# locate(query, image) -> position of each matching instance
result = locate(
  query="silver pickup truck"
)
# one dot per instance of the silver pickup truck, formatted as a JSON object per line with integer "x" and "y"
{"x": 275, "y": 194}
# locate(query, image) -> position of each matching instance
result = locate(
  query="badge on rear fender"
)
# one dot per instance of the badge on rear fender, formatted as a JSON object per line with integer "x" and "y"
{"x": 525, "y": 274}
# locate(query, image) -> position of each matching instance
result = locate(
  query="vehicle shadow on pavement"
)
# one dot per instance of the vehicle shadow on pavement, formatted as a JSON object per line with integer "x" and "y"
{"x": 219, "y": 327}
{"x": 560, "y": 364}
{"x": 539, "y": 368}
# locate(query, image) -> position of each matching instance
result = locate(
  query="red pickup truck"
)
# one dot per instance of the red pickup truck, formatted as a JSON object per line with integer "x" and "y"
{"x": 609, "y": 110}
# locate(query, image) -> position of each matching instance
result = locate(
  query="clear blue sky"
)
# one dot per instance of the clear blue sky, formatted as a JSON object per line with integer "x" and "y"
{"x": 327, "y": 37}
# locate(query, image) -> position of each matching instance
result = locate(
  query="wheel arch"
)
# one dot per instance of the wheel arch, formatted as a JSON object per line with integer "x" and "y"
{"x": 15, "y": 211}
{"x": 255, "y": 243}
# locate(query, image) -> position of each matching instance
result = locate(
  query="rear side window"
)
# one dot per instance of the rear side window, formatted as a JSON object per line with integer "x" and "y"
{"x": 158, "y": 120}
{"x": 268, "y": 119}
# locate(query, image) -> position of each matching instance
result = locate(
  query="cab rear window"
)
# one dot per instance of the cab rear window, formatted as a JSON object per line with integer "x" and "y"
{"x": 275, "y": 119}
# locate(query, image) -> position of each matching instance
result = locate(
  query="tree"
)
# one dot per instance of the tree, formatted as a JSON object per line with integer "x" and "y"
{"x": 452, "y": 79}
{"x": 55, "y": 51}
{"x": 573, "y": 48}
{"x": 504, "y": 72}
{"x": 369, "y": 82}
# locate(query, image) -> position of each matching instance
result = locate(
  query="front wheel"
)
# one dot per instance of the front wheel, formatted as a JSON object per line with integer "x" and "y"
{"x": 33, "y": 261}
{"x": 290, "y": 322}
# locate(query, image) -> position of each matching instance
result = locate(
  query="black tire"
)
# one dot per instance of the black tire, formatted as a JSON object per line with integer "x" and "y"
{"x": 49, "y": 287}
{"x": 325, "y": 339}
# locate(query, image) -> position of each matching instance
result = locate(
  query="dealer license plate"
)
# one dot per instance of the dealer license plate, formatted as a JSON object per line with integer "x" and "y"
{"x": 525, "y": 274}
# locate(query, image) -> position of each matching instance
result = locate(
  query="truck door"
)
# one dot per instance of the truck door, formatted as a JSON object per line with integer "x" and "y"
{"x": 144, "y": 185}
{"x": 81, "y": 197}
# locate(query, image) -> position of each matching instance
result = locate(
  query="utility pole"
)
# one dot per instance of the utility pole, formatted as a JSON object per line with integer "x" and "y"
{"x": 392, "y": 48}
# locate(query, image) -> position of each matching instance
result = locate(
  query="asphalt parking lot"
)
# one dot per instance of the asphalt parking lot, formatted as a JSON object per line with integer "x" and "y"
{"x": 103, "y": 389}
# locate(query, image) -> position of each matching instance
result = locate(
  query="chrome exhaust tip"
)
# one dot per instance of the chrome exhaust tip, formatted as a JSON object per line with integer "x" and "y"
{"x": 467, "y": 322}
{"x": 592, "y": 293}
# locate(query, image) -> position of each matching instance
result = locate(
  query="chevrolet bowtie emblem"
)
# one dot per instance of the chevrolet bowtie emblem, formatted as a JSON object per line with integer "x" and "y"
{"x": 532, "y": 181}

Task requirements –
Recopy the entries above in their entirety, exactly.

Full answer –
# locate(query, image) -> position of each matching instance
result = locate(
  query="silver pickup truck"
)
# one dot per instance of the silver pickup truck, formatted as a JSON object per line with integer "x" and "y"
{"x": 275, "y": 194}
# locate(query, image) -> position of each matching instance
result = locate(
  query="badge on rear fender"
)
# one dot per instance of the badge on rear fender, formatted as a JSON object per line with integer "x" and "y"
{"x": 525, "y": 274}
# locate(query, image) -> position of each matching instance
result = locate(
  query="vehicle shadow on pavement"
)
# one dot per instance of the vehicle shadow on pavement, formatted as a JSON object per line with integer "x" and "y"
{"x": 219, "y": 327}
{"x": 560, "y": 364}
{"x": 539, "y": 368}
# locate(query, image) -> position of each matching instance
result = locate(
  query="red pickup truck"
)
# one dot per instance of the red pickup truck, formatted as a JSON object per line with integer "x" and "y"
{"x": 609, "y": 110}
# locate(query, image) -> position of each matching instance
result = locate(
  query="clear blue sky"
)
# one dot per instance of the clear blue sky, formatted as a JSON object per line with integer "x" and "y"
{"x": 327, "y": 37}
# locate(query, image) -> position of each matching instance
result = locate(
  query="wheel arch"
)
# one dot per instance of the wheel arch, formatted as a JSON object per line with integer "x" and "y"
{"x": 15, "y": 211}
{"x": 255, "y": 243}
# locate(query, image) -> position of each matching instance
result = locate(
  query="rear side window"
)
# one dot per instance of the rear side window, formatted as a JSON object per line with integer "x" and "y"
{"x": 158, "y": 120}
{"x": 268, "y": 119}
# locate(query, image) -> position of each matching instance
result = locate(
  query="cab rear window"
)
# one dot per instance of the cab rear window, formatted as a JSON object per line with integer "x" and "y"
{"x": 275, "y": 119}
# locate(query, image) -> position of each matching instance
result = locate(
  query="tree"
)
# one dot per instance of the tree, formatted as a JSON object per line with integer "x" and "y"
{"x": 452, "y": 79}
{"x": 55, "y": 51}
{"x": 573, "y": 48}
{"x": 504, "y": 72}
{"x": 369, "y": 82}
# locate(query, image) -> position of each matching instance
result = locate(
  query="front wheel"
)
# one dot per instance of the front wheel, formatted as a JSON object per line with integer "x" and "y"
{"x": 33, "y": 261}
{"x": 290, "y": 322}
# locate(query, image) -> position of each matching instance
result = locate(
  query="black tire"
)
# one dot per instance of the black tire, formatted as a JSON object per line with integer "x" and "y"
{"x": 49, "y": 287}
{"x": 325, "y": 339}
# locate(query, image) -> position of each matching instance
result = locate(
  query="dealer license plate"
)
# one dot per instance of the dealer license plate, formatted as a JSON object per line with integer "x" and "y"
{"x": 525, "y": 274}
# locate(query, image) -> position of each matching instance
result = locate(
  query="truck door"
)
# one dot per instance of the truck door, formatted as a JSON object per line with integer "x" and "y"
{"x": 144, "y": 185}
{"x": 81, "y": 197}
# locate(query, image) -> position of each matching instance
result = locate(
  query="utility pole"
)
# one dot per instance of the utility pole, formatted as a JSON object per line with integer "x" and "y"
{"x": 392, "y": 48}
# locate(query, image) -> position of each matching instance
result = locate(
  query="asphalt parking lot"
)
# one dot per instance of the asphalt parking lot, formatted as a JSON object per line with integer "x" and "y"
{"x": 103, "y": 389}
# locate(query, image) -> position of each matching instance
result = locate(
  query="chrome exhaust tip"
)
# one dot per instance of the chrome exhaust tip, formatted as a JSON object per line with integer "x" and "y"
{"x": 467, "y": 322}
{"x": 592, "y": 293}
# locate(query, image) -> position of each matching instance
result = locate(
  query="chevrolet bowtie emblem"
)
# one dot per instance of the chevrolet bowtie emblem, formatted as a JSON object per line with integer "x" and "y"
{"x": 532, "y": 181}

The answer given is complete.